-- SUPPLIED MATERIAL --
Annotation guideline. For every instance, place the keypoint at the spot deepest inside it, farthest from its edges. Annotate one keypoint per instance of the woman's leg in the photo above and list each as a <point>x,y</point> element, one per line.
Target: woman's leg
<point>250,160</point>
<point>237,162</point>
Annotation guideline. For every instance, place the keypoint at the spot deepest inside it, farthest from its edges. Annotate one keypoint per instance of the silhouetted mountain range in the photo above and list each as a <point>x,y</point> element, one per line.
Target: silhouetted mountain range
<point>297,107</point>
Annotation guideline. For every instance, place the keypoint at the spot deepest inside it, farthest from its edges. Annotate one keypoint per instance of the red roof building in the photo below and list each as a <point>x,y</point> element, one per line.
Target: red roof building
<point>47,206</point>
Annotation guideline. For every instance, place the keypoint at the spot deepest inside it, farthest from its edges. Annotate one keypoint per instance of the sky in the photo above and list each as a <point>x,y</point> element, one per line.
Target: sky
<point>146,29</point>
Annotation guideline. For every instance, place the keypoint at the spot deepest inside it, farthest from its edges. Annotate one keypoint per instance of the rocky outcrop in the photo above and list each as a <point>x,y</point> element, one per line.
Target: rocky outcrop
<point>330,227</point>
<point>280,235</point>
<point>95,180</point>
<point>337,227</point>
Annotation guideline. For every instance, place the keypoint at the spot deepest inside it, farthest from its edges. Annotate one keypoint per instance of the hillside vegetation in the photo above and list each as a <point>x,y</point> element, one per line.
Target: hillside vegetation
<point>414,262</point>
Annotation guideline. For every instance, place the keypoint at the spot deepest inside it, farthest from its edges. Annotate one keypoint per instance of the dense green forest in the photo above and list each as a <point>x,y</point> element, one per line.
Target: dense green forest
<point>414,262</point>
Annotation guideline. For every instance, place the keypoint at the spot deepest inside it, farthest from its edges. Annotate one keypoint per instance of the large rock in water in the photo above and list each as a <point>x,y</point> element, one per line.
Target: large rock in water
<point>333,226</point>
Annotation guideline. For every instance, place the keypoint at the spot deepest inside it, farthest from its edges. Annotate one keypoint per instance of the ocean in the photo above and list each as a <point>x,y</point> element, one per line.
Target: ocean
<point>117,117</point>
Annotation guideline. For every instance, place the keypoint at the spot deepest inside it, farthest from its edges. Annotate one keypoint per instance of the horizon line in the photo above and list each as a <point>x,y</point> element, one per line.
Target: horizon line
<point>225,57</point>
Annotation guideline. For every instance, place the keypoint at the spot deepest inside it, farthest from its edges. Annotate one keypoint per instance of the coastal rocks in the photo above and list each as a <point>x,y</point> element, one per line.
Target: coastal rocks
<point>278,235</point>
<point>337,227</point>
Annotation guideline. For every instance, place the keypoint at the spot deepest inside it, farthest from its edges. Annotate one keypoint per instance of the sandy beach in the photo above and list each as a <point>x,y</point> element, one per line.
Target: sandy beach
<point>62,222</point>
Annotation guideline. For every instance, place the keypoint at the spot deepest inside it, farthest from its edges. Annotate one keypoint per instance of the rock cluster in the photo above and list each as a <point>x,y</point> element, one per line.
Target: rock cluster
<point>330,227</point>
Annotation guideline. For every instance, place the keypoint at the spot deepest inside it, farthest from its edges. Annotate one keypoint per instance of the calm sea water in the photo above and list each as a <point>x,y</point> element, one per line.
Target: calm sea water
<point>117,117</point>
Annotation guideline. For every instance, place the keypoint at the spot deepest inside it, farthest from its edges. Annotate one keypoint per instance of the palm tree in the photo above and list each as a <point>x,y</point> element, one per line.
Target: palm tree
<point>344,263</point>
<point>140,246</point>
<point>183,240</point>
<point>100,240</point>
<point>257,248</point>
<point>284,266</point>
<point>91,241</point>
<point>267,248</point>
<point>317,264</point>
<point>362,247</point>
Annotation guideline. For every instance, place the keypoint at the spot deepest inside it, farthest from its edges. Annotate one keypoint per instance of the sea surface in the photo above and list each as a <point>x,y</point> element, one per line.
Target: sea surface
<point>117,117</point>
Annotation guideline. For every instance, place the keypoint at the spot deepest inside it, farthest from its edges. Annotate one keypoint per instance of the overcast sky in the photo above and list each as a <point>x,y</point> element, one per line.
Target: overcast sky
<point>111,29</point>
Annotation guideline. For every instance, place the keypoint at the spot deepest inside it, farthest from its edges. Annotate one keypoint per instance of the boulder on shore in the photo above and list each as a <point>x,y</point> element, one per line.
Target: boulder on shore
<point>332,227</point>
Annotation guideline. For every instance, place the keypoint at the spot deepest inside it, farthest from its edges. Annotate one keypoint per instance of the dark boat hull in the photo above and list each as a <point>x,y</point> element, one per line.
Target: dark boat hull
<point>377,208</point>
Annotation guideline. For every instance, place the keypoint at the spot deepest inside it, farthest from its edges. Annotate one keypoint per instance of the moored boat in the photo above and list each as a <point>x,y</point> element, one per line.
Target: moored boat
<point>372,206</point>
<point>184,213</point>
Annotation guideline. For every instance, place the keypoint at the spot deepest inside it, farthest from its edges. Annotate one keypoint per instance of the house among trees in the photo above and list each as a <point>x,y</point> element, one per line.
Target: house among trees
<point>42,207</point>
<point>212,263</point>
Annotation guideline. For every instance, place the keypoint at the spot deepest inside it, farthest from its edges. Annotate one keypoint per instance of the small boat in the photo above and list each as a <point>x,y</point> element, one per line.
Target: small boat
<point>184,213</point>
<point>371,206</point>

-- WHAT YOU HAVE TO DO --
Using the material above, extract the line that contains "of the dark" and every line after it, exactly as given; stop at the last line.

-- EXERCISE RESULT --
Annotation guideline. For every instance, place the keypoint at the spot deepest inside it, farthest from its edges. Annotate one keypoint per instance of the dark boat hull in the photo above and list each as a <point>x,y</point> element, one per line.
Target: dark boat hull
<point>377,208</point>
Annotation guideline. For every instance, place the keypoint at the spot deepest inside it, farthest from its edges. Annotate one keypoint per instance of the moored boat in the photo above and list each as a <point>x,y</point> element, one per line.
Target: moored boat
<point>372,206</point>
<point>184,213</point>
Annotation guideline. For every instance, place the keypoint at the spot deepest inside it, farthest from its edges. Annotate one keypoint per instance of the house among trees in the photo above and list each as a <point>x,y</point> element, one per line.
Target: house among trees
<point>42,207</point>
<point>212,263</point>
Annotation guideline. For every instance, place the keypoint at the spot deepest inside it, farthest from its edges. Annotate one keypoint per instance of the small boat in the photo above and list each as a <point>x,y</point> element, one per line.
Target: small boat
<point>184,213</point>
<point>371,206</point>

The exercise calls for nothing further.